### RAW DATA

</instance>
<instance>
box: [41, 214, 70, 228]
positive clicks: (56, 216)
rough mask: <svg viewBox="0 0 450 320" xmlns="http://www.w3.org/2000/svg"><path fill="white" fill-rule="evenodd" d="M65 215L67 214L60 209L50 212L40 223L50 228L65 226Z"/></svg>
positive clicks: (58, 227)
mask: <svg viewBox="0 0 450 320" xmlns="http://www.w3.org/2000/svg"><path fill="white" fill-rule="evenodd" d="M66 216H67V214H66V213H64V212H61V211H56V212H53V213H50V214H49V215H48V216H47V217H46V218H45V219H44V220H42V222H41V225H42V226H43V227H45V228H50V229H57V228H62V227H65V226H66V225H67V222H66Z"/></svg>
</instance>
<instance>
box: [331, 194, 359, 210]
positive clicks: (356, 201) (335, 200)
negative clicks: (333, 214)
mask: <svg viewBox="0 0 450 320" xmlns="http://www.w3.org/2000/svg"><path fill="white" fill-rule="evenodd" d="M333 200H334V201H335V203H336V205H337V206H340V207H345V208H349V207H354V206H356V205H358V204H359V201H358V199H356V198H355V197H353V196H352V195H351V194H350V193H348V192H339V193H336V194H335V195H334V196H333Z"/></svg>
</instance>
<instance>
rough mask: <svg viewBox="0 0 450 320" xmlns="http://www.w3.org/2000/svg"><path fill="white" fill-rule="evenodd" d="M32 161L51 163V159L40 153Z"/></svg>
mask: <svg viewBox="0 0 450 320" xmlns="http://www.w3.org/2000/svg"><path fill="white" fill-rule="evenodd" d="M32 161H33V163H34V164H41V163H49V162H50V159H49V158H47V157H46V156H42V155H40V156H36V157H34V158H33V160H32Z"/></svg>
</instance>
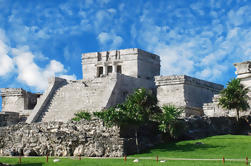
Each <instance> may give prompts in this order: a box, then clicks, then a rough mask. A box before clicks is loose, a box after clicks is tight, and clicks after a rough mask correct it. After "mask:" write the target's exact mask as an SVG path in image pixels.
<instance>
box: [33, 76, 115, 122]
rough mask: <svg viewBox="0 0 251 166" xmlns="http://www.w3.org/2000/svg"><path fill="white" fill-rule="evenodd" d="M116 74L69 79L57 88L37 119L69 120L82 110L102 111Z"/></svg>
mask: <svg viewBox="0 0 251 166" xmlns="http://www.w3.org/2000/svg"><path fill="white" fill-rule="evenodd" d="M115 84H116V76H114V77H113V76H111V77H104V78H96V79H94V80H92V81H89V82H88V81H82V80H78V81H67V82H66V83H65V84H64V85H63V86H61V87H60V88H58V89H56V90H55V93H54V94H53V96H52V97H51V99H50V100H49V102H48V104H47V105H46V107H45V108H44V110H43V112H42V113H41V114H40V117H39V118H38V120H37V121H62V122H67V121H68V120H70V119H71V118H73V117H74V114H75V113H76V112H80V111H88V112H94V111H100V110H102V109H103V108H104V107H105V106H106V105H107V102H108V101H109V98H110V96H111V93H112V91H113V89H114V86H115Z"/></svg>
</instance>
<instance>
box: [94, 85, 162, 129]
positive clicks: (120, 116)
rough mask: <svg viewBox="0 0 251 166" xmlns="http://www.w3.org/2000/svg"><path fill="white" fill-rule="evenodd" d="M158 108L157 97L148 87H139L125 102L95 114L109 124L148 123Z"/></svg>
mask: <svg viewBox="0 0 251 166" xmlns="http://www.w3.org/2000/svg"><path fill="white" fill-rule="evenodd" d="M157 109H158V107H157V98H156V97H155V96H154V95H153V94H152V93H151V92H150V91H147V90H146V89H144V88H143V89H137V90H136V91H135V92H134V93H133V94H131V95H129V96H128V97H127V98H126V101H125V102H124V103H123V104H118V105H116V106H115V107H110V108H108V109H105V110H103V111H102V112H95V113H94V115H95V116H97V117H98V118H100V119H102V120H103V121H104V123H105V124H106V125H108V126H113V125H117V126H122V125H127V124H130V125H135V126H139V125H140V124H143V123H146V122H148V121H149V120H150V117H151V116H152V115H153V114H154V112H155V111H156V110H157Z"/></svg>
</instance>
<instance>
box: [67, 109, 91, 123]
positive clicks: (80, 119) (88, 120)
mask: <svg viewBox="0 0 251 166" xmlns="http://www.w3.org/2000/svg"><path fill="white" fill-rule="evenodd" d="M74 115H75V117H74V118H72V120H73V121H80V120H81V119H85V120H88V121H89V120H91V114H90V113H89V112H85V111H81V112H78V113H75V114H74Z"/></svg>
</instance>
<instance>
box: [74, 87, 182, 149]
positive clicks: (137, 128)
mask: <svg viewBox="0 0 251 166" xmlns="http://www.w3.org/2000/svg"><path fill="white" fill-rule="evenodd" d="M157 102H158V100H157V98H156V95H154V94H152V92H151V91H149V90H147V89H145V88H142V89H137V90H135V92H134V93H132V94H130V95H128V96H127V98H126V100H125V102H124V103H122V104H117V105H115V106H114V107H110V108H108V109H104V110H103V111H101V112H94V113H93V115H94V116H96V117H98V118H100V119H101V120H103V122H104V124H105V125H106V126H108V127H111V126H120V127H122V126H129V125H130V126H133V128H134V130H135V141H136V142H135V143H136V146H137V150H138V129H139V127H140V126H141V125H143V124H147V123H152V122H155V123H158V124H159V131H161V132H163V133H165V134H169V135H170V136H171V137H173V138H175V131H177V130H176V129H175V127H177V125H176V124H177V123H176V120H177V118H178V117H179V116H180V114H181V112H182V111H183V110H182V109H180V108H176V107H175V106H173V105H167V106H163V107H161V108H160V107H159V106H157ZM87 115H88V116H87ZM86 116H87V117H88V119H90V118H91V115H90V114H89V113H87V112H80V113H78V114H76V117H75V118H74V120H80V119H81V117H83V118H82V119H86ZM138 152H139V150H138Z"/></svg>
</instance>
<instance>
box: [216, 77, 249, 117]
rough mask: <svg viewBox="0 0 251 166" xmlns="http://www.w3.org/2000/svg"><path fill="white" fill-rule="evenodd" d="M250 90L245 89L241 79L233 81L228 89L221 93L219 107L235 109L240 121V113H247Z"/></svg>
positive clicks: (228, 85) (247, 89)
mask: <svg viewBox="0 0 251 166" xmlns="http://www.w3.org/2000/svg"><path fill="white" fill-rule="evenodd" d="M247 94H248V88H245V87H244V86H243V85H242V84H241V81H240V79H235V78H234V79H232V80H231V81H229V82H228V84H227V87H226V88H225V89H223V90H222V91H221V92H220V98H219V105H221V106H222V107H223V108H225V109H229V110H230V109H235V110H236V114H237V116H236V118H237V121H239V111H246V110H247V109H248V108H249V104H248V99H249V97H248V95H247Z"/></svg>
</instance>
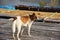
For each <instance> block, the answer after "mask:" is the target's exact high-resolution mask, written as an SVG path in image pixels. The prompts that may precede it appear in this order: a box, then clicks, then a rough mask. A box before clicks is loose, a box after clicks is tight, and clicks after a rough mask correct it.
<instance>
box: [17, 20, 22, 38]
mask: <svg viewBox="0 0 60 40" xmlns="http://www.w3.org/2000/svg"><path fill="white" fill-rule="evenodd" d="M17 30H18V32H17V37H19V34H20V32H21V22H20V21H19V20H17Z"/></svg>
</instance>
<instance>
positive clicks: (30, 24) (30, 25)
mask: <svg viewBox="0 0 60 40" xmlns="http://www.w3.org/2000/svg"><path fill="white" fill-rule="evenodd" d="M32 23H33V21H32V22H31V23H29V25H28V35H29V36H30V37H31V34H30V29H31V26H32Z"/></svg>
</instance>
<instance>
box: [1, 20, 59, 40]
mask: <svg viewBox="0 0 60 40" xmlns="http://www.w3.org/2000/svg"><path fill="white" fill-rule="evenodd" d="M31 35H32V37H29V36H28V35H27V28H26V29H25V31H24V33H23V35H22V36H20V38H19V39H20V40H60V24H56V23H43V22H34V23H33V25H32V28H31ZM0 40H14V38H13V37H12V21H9V20H8V19H0ZM15 40H17V38H16V39H15Z"/></svg>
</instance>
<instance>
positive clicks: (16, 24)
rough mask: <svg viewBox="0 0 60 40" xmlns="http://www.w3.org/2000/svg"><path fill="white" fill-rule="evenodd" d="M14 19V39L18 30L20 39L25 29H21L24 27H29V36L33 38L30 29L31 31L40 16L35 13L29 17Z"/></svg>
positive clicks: (17, 18)
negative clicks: (16, 28)
mask: <svg viewBox="0 0 60 40" xmlns="http://www.w3.org/2000/svg"><path fill="white" fill-rule="evenodd" d="M38 15H39V14H38ZM13 19H14V20H13V25H12V31H13V37H14V34H15V31H16V28H17V30H18V32H17V37H19V34H20V33H21V35H22V33H23V31H24V29H21V28H22V27H23V26H24V27H28V35H29V36H31V35H30V29H31V26H32V23H33V22H34V21H35V20H37V19H38V16H37V15H36V14H35V13H33V14H32V15H29V16H16V17H15V18H13Z"/></svg>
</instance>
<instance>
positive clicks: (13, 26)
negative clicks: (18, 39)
mask: <svg viewBox="0 0 60 40" xmlns="http://www.w3.org/2000/svg"><path fill="white" fill-rule="evenodd" d="M12 31H13V38H14V37H15V36H14V34H15V31H16V20H15V21H13V25H12Z"/></svg>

### PROBLEM DESCRIPTION
Please repeat, exactly as written, the lines in the records above, starting with the one that has "215L67 214L60 209L50" and going on through the one that has "box: [33, 76, 115, 122]". Pictures are to be left out.

### RESPONSE FOR THIS EXERCISE
rough mask: <svg viewBox="0 0 450 320" xmlns="http://www.w3.org/2000/svg"><path fill="white" fill-rule="evenodd" d="M65 215L67 214L60 209L50 212L40 223L50 228L65 226Z"/></svg>
positive clicks: (58, 227)
mask: <svg viewBox="0 0 450 320" xmlns="http://www.w3.org/2000/svg"><path fill="white" fill-rule="evenodd" d="M66 216H67V214H66V213H64V212H61V211H56V212H53V213H50V214H49V215H48V216H47V217H46V218H45V219H44V220H42V222H41V225H42V226H43V227H45V228H50V229H57V228H62V227H65V226H66V225H67V222H66Z"/></svg>
</instance>
<instance>
box: [331, 194, 359, 210]
positive clicks: (356, 201) (335, 200)
negative clicks: (333, 214)
mask: <svg viewBox="0 0 450 320" xmlns="http://www.w3.org/2000/svg"><path fill="white" fill-rule="evenodd" d="M333 200H334V201H335V203H336V205H337V206H340V207H345V208H349V207H354V206H356V205H358V204H359V201H358V199H356V198H355V197H353V196H352V195H351V194H350V193H348V192H339V193H336V194H335V195H334V196H333Z"/></svg>
</instance>
<instance>
rough mask: <svg viewBox="0 0 450 320" xmlns="http://www.w3.org/2000/svg"><path fill="white" fill-rule="evenodd" d="M32 161L51 163V159L40 153Z"/></svg>
mask: <svg viewBox="0 0 450 320" xmlns="http://www.w3.org/2000/svg"><path fill="white" fill-rule="evenodd" d="M32 161H33V163H34V164H41V163H49V162H50V159H49V158H47V157H46V156H42V155H40V156H36V157H34V158H33V160H32Z"/></svg>
</instance>
Each <instance> may give prompts in this order: a box, then clicks, then a rough mask. A box before clicks is loose, a box after clicks is tight, and clicks after a rough mask correct it. After "mask:" write the target's exact mask as an SVG path in image pixels.
<instance>
box: [33, 76, 115, 122]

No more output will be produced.